- **TESTO DATO**:
Un passo indietro. Oggi è possibile ricostruire l’intero scandalo attraverso la documentazione che in gran parte è stata utilizzata dai vertici dell’Usl di Vicenza per chiudere gli otto procedimenti disciplinari con un medico e un infermiere puniti con un richiamo scritto e sei «assoluzioni». Di tutte le accuse, l’unica rimasta in piedi è che i due camici dell’ospedale abbiano utilizzato il proprio cellulare in orario di servizio.
I sospetti iniziano il 3 dicembre 2015, quando compaiono alcuni nuovi messaggi sui profili Whatsapp utilizzati da una sessantina tra medici e infermieri del San Bortolo. La chat, attiva da mesi, si chiama «Gli amici di Maria » e già da questo si intuisce la presa in giro: Maria è il secondo nome di Riboni. A gettare il sasso è un’infermiera: «Come va la sfida grigi contro arancioni?». Si parla del diametro delle cannule per infusione venosa: grigio quella più sottile, arancio quella del diametro maggiore, e quindi potenzialmente più dolorosa per il paziente. Il resto è cosa nota. Un infermiere rivendica: «Due arancio, uno grigio». Un medico rilancia: «Infilato un arancio or ora». Un’altra esorta: «Vai, mettilo il Cvc (un tipo di catetere venoso, ndr)!». E così via… Si fa anche un tabellone con il punteggio. Fin qui le prove che sembrano inchiodare i partecipanti: un folle gioco a chi infila nel paziente la cannula più grossa. Il primario del pronto soccorso in quei giorni è in Africa ma, quando torna, viene a sapere della chat.

- **ATTIVITÀ**:
**1.** Nel testo sulla chat del San Bortolo, con quale nome era chiamata la chat su Whatsapp?
**2.** Ripeti parola per parola il brano del testo sulla chat del San Bortolo: parti dalle parole "Un passo indietro." e fermati dopo "orario di servizio.".
Le voci qui sotto sono materiale a sé, separato dal testo sulla chat del San Bortolo.

- **CONTENUTO DEL DATASET**:
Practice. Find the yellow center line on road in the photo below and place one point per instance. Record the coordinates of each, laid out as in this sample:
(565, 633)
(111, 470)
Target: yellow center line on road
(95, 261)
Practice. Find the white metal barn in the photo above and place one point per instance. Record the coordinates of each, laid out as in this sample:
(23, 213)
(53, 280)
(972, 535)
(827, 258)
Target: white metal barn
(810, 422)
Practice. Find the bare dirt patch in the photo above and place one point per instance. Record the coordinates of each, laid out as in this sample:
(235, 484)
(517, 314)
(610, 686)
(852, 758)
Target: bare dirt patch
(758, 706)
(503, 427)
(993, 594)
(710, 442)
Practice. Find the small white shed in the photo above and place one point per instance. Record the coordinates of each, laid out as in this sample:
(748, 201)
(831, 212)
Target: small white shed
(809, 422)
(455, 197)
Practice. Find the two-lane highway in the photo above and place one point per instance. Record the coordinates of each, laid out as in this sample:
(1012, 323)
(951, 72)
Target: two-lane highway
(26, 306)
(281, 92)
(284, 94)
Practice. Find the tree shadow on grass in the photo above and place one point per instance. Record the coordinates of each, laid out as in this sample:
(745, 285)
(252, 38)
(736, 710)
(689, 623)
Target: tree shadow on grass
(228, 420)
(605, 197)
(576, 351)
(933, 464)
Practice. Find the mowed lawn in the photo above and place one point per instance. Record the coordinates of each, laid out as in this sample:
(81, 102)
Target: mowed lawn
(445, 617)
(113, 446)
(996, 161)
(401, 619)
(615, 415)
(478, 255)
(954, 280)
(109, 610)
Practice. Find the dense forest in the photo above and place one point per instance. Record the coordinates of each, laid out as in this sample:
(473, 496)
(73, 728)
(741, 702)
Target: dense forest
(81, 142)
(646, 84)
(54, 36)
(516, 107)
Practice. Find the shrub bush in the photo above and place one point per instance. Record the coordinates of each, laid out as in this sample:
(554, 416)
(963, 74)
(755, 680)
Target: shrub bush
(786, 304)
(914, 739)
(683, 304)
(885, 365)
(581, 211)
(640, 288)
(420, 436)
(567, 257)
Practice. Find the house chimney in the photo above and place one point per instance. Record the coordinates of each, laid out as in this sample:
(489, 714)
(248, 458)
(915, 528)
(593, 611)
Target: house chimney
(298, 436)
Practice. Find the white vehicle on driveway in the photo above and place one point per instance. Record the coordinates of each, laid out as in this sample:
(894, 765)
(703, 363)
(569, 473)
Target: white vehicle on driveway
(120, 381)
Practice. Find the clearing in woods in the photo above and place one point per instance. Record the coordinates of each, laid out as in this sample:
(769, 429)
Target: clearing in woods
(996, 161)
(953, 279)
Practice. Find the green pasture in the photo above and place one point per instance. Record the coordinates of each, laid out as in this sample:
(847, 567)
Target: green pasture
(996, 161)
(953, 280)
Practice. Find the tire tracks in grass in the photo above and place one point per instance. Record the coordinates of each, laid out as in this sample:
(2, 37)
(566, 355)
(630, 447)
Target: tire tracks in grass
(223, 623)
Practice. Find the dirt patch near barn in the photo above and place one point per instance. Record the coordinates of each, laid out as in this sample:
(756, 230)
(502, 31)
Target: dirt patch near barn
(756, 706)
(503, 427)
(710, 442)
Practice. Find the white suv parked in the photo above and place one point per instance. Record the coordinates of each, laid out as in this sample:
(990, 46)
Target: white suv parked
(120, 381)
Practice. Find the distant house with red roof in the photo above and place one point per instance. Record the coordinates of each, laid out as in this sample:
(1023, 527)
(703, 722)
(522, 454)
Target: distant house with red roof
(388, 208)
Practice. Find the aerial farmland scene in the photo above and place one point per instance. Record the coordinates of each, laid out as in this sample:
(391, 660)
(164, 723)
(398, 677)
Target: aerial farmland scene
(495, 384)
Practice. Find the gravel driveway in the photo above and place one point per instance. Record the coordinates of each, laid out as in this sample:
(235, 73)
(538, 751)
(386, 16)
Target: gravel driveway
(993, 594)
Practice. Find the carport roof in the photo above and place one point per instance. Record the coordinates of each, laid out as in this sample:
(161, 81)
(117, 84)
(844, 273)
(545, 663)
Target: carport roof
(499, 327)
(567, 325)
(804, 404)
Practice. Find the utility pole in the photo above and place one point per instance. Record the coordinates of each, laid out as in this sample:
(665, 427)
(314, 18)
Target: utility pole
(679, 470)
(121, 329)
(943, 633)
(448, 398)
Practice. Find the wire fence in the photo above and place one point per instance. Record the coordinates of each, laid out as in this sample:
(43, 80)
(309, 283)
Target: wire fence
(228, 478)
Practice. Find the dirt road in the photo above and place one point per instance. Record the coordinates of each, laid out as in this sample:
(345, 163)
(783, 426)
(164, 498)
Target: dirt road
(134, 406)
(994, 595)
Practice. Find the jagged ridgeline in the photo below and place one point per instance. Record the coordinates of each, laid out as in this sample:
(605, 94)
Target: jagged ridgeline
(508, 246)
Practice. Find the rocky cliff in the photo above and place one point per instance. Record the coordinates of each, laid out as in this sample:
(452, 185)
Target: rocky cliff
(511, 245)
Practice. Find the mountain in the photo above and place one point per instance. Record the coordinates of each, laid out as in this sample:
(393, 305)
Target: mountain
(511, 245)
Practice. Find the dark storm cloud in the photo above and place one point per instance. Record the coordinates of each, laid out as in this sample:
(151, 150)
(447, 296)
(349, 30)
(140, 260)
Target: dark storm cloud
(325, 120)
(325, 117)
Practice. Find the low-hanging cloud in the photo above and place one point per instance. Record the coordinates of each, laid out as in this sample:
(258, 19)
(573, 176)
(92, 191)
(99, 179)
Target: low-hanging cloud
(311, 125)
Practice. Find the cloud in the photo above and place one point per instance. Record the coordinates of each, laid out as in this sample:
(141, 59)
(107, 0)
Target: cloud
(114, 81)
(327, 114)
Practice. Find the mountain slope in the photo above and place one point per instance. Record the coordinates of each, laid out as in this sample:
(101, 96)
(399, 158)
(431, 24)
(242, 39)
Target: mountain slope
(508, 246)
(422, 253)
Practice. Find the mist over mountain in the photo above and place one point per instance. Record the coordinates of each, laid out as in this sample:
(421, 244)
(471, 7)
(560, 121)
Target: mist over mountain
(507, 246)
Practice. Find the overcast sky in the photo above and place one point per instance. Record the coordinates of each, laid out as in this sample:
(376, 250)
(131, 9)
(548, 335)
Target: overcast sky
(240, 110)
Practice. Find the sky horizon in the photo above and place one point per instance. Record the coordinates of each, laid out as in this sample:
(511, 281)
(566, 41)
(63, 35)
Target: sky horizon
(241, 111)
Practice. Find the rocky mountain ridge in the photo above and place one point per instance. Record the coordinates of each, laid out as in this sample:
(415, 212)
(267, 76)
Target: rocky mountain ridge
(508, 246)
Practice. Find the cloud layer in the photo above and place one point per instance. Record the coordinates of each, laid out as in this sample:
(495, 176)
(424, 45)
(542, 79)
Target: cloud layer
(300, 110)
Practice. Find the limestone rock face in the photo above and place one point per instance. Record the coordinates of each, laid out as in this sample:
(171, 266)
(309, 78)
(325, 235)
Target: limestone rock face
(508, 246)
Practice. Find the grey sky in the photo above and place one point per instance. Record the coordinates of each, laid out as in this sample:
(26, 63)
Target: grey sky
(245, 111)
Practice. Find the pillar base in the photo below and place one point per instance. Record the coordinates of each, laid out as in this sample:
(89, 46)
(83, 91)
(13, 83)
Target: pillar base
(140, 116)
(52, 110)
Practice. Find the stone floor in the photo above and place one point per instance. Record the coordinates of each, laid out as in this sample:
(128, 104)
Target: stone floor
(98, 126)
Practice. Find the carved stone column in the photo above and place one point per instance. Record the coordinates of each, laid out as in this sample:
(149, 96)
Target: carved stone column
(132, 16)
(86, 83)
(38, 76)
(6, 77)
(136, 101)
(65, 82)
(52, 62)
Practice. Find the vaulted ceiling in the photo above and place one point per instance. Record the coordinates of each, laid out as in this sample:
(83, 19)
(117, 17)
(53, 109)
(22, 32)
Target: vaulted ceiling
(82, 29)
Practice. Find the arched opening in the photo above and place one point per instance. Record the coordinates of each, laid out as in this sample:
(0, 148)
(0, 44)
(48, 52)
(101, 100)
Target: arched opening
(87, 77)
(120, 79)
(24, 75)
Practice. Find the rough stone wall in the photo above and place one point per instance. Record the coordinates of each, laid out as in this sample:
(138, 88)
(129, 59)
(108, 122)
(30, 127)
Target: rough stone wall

- **SOLUZIONI DEGLI ESERCIZI**:
**1.** «Gli amici di Maria».

**2.**
Un passo indietro. Oggi è possibile ricostruire l’intero scandalo attraverso la documentazione che in gran parte è stata utilizzata dai vertici dell’Usl di Vicenza per chiudere gli otto procedimenti disciplinari con un medico e un infermiere puniti con un richiamo scritto e sei «assoluzioni». Di tutte le accuse, l’unica rimasta in piedi è che i due camici dell’ospedale abbiano utilizzato il proprio cellulare in orario di servizio.